## Your instructions
Set out the lines below as a numbered list, skipping any blank lines and omitting the pictures.

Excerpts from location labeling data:
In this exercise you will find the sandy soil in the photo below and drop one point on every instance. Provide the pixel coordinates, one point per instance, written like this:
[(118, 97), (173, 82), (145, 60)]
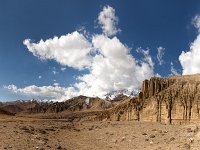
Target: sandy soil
[(18, 133)]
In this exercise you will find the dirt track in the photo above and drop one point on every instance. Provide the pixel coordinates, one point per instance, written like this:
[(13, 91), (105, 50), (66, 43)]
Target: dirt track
[(20, 133)]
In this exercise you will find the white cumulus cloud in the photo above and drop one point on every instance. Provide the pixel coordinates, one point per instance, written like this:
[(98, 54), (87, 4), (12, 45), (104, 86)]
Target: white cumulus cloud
[(109, 63), (190, 60), (160, 54), (173, 70), (108, 21), (70, 50)]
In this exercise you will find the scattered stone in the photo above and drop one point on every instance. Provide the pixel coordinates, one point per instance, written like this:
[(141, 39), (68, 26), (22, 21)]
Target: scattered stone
[(152, 136), (59, 147), (171, 139), (123, 138), (191, 140), (186, 146), (151, 142), (144, 133)]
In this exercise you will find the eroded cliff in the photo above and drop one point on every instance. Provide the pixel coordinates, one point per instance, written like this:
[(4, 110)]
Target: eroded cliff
[(167, 100)]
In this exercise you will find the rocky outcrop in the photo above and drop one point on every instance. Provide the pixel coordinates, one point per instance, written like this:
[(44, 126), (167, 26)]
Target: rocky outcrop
[(167, 100)]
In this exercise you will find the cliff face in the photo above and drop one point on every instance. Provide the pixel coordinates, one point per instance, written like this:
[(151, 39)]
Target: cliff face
[(168, 100)]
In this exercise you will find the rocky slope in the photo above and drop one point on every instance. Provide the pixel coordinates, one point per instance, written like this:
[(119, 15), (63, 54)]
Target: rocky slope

## Task output
1. In this exercise you will find the sandy soil in the photo below and drop one point on every instance. Provide the pixel coordinates, one point per instance, written like this:
2. [(118, 97), (173, 82), (145, 60)]
3. Target: sandy soil
4. [(18, 133)]
5. In this exercise you will find the dirt track in the photo above and drop one point on every instance. Provide the pixel coordinates, one point per instance, written like this:
6. [(13, 91), (105, 50), (66, 43)]
7. Target: dirt track
8. [(20, 133)]
9. In this exercise you will find the white cumulus cloud in the photo above and drop one point on every instance. Provide the pixel coordinates, one point per instance, written like this:
10. [(98, 54), (87, 4), (12, 45), (104, 86)]
11. Target: white cumulus cloud
12. [(109, 63), (190, 60), (160, 54), (173, 70), (108, 21), (70, 50)]
13. In this exercise you will find the scattered stone in the photo above and drop one point on every instance. Provide the pixel coordinates, one point per instance, written like this:
14. [(141, 39), (68, 26), (22, 21)]
15. Target: scattered stone
16. [(152, 136), (59, 147), (171, 139), (123, 138), (191, 140), (186, 146), (151, 142), (144, 133)]
17. In this exercise you will find the eroded cliff in the photo above and drop one point on every instance. Provide the pixel coordinates, one point per instance, written like this:
18. [(4, 110)]
19. Target: eroded cliff
20. [(167, 100)]
21. In this exercise you will find the rocky outcrop in the photo above and drop one point on every instance. Provide the pixel coordinates, one point per instance, written like this:
22. [(44, 126), (167, 26)]
23. Target: rocky outcrop
24. [(167, 100)]
25. In this exercise you will find the cliff face in the photo above and drop one point on every instance. Provide the pixel coordinates, one point per instance, written like this:
26. [(151, 39)]
27. Target: cliff face
28. [(168, 100)]
29. In this exercise you will find the rocky slope in the photo above and drop one point on every instance. Provide the pixel coordinates, one point per instance, written like this:
30. [(119, 15), (63, 54)]
31. Target: rocky slope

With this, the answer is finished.